» The problem:
Which lines of the material below contain the string "chair", with case counting? Collect each of those lines and copy it out in full.

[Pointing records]
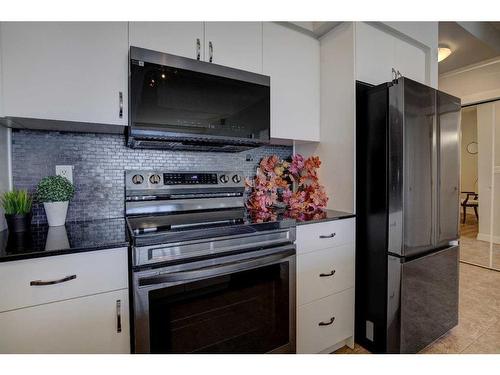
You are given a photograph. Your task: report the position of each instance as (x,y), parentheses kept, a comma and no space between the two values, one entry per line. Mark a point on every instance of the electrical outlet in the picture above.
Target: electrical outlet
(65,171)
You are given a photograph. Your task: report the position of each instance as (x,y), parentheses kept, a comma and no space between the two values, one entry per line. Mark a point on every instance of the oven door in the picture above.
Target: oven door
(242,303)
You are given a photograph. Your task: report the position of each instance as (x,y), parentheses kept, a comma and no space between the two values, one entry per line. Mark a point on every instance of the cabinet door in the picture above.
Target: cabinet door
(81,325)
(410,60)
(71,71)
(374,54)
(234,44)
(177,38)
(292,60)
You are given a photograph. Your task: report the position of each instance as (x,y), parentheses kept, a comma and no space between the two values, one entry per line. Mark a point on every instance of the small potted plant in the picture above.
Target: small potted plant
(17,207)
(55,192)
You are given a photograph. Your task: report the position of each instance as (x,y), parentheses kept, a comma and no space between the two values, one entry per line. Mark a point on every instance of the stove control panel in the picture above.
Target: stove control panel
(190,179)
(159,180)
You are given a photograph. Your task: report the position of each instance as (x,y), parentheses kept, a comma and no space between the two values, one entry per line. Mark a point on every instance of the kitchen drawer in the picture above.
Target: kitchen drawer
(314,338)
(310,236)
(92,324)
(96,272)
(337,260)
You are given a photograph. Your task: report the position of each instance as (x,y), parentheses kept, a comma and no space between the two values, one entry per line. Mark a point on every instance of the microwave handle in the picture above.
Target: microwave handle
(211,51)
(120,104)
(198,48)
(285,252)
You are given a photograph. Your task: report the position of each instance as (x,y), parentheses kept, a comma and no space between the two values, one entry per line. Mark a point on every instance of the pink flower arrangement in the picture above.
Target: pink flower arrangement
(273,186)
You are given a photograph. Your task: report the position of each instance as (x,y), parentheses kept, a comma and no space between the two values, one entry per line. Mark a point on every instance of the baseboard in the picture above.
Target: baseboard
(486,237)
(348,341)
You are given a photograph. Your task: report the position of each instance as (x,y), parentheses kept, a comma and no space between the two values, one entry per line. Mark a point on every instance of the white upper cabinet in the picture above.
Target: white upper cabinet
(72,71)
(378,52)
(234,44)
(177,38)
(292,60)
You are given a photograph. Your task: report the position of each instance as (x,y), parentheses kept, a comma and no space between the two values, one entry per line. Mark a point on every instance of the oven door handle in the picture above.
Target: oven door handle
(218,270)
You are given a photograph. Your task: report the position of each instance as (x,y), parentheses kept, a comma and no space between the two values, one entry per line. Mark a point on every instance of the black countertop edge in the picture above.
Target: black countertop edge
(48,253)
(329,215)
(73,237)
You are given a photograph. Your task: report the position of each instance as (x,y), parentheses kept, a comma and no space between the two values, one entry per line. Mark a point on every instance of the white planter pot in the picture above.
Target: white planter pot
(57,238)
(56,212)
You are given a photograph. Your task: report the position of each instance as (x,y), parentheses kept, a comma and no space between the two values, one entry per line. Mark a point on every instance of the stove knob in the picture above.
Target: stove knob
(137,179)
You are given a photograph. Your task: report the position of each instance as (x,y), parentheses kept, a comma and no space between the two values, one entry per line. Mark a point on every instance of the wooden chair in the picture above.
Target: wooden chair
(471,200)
* * *
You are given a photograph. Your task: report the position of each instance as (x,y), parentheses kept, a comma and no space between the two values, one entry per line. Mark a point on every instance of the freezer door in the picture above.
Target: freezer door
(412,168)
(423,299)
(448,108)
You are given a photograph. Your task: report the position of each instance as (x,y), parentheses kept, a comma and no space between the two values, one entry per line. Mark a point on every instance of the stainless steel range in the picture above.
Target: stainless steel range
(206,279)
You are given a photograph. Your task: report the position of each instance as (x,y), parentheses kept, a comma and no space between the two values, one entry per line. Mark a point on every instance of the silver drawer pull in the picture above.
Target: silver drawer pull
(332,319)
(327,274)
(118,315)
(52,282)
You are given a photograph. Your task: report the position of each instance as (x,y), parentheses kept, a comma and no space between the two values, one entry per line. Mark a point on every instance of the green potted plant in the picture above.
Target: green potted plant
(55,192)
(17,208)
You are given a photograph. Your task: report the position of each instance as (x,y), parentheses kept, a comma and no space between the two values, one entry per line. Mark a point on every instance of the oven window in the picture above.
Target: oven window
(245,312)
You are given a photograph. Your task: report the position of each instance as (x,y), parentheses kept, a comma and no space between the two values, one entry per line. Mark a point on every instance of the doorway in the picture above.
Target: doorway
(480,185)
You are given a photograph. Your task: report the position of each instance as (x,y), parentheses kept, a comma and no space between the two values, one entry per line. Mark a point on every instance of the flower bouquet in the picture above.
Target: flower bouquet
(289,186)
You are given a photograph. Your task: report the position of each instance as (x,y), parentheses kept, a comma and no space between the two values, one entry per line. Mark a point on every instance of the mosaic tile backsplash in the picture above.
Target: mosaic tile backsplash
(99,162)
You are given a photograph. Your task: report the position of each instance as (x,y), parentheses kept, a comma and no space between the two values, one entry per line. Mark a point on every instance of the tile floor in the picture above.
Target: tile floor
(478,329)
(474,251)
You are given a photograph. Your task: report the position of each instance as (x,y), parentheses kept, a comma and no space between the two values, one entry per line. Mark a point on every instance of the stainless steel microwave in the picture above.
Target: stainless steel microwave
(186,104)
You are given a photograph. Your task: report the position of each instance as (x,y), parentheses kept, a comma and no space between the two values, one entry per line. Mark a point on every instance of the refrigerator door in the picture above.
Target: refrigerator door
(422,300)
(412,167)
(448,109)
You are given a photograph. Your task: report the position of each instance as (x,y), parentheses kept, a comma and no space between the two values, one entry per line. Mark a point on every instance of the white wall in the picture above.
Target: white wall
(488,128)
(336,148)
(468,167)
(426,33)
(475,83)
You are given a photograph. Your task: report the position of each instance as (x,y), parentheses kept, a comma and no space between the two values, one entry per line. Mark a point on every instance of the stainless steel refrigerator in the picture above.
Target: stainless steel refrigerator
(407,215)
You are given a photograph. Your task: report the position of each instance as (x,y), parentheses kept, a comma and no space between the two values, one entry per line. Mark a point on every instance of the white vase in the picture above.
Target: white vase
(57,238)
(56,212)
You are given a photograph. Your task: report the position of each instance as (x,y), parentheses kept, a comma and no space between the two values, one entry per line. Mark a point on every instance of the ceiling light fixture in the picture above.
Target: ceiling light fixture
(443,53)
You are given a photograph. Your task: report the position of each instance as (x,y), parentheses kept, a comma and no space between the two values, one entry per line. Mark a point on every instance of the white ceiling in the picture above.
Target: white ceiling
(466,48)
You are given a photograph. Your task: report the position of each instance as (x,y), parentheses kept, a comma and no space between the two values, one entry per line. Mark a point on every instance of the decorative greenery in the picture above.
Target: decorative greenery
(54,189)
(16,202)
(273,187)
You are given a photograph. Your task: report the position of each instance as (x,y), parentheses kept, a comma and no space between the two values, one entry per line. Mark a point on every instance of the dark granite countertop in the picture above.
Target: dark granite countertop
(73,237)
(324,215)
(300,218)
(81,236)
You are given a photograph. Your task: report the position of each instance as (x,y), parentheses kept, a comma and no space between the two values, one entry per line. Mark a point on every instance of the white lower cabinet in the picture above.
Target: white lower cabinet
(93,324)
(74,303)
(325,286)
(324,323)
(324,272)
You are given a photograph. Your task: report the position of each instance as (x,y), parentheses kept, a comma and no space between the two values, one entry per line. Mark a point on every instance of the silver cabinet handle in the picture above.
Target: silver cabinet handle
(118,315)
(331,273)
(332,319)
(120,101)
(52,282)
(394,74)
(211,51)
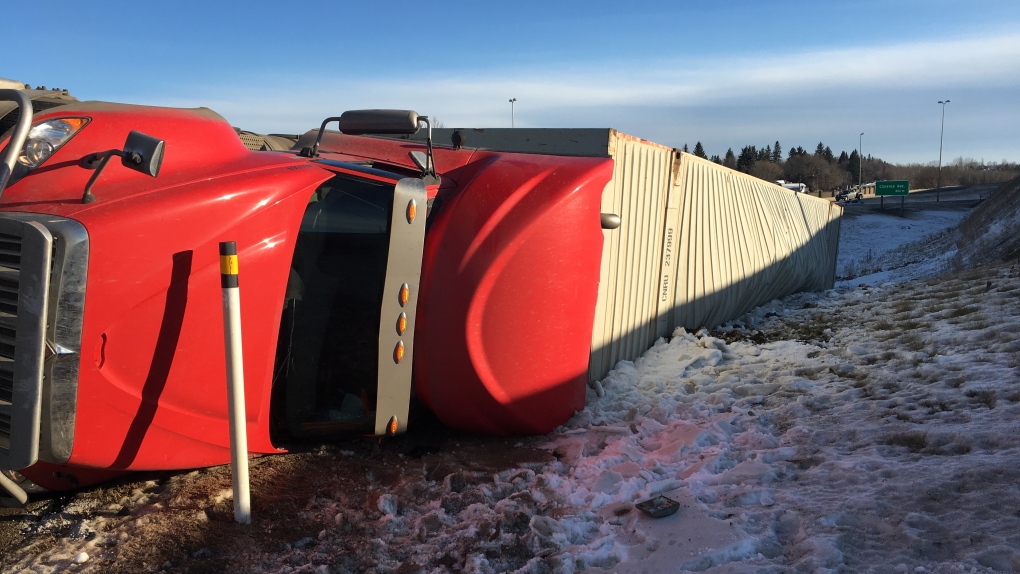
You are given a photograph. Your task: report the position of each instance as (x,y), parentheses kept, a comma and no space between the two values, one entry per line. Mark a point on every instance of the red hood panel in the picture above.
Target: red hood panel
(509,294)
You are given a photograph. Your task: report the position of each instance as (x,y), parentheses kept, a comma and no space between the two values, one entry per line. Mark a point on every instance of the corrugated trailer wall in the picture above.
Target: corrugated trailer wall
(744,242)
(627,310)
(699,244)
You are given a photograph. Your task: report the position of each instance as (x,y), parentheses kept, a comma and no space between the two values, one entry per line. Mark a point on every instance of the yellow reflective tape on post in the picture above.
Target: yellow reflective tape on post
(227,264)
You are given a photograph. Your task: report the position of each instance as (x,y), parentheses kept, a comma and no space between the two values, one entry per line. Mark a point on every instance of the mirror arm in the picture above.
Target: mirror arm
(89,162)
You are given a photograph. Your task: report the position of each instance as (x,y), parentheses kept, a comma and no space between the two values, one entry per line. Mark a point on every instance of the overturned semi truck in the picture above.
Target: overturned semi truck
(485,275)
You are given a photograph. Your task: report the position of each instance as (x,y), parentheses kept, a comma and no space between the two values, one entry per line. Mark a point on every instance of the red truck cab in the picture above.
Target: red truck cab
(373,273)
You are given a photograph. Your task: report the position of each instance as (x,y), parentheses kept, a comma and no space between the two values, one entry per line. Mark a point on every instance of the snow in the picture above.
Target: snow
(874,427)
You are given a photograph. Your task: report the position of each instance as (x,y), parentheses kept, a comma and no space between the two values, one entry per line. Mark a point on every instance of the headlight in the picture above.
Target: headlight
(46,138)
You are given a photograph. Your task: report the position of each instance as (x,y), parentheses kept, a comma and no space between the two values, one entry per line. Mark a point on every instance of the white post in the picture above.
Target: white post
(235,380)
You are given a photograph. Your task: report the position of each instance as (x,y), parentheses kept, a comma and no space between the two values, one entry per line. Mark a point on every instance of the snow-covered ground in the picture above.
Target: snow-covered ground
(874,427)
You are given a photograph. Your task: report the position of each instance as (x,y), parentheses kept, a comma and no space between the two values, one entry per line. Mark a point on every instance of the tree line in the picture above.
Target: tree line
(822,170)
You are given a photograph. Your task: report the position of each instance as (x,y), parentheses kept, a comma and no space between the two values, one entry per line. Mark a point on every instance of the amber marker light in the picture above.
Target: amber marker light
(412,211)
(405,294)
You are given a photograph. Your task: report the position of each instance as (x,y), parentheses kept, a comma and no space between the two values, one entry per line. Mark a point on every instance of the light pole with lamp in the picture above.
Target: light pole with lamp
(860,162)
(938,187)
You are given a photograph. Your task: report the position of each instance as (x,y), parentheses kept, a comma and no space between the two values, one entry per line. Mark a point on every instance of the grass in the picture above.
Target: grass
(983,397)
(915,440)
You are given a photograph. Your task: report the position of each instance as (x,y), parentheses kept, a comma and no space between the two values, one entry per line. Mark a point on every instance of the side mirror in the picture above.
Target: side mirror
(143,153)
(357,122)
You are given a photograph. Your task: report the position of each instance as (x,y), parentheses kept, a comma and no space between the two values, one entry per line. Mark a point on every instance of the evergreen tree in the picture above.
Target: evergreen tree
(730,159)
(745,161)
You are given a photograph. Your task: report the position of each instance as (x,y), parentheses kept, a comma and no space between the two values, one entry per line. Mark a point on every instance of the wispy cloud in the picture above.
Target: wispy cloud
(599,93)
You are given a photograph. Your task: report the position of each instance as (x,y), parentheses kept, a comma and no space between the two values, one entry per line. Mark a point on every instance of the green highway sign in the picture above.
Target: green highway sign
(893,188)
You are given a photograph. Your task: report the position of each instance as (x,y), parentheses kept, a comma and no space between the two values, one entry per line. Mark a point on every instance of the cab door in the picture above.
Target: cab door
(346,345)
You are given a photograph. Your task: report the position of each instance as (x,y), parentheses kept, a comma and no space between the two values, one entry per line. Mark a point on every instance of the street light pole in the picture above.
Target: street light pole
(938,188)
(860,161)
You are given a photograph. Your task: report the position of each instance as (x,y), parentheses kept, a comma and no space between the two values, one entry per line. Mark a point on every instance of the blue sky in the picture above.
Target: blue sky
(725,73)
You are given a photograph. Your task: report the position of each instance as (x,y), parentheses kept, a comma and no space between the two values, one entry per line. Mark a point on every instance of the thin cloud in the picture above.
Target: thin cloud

» The answer:
You are given a photograph. Your task: report the position of each instance as (x,y), parentheses kept, a comma and no space between the two values, one entry per line. Mark a point on every instance of the wooden chair in the picture above.
Target: wooden chair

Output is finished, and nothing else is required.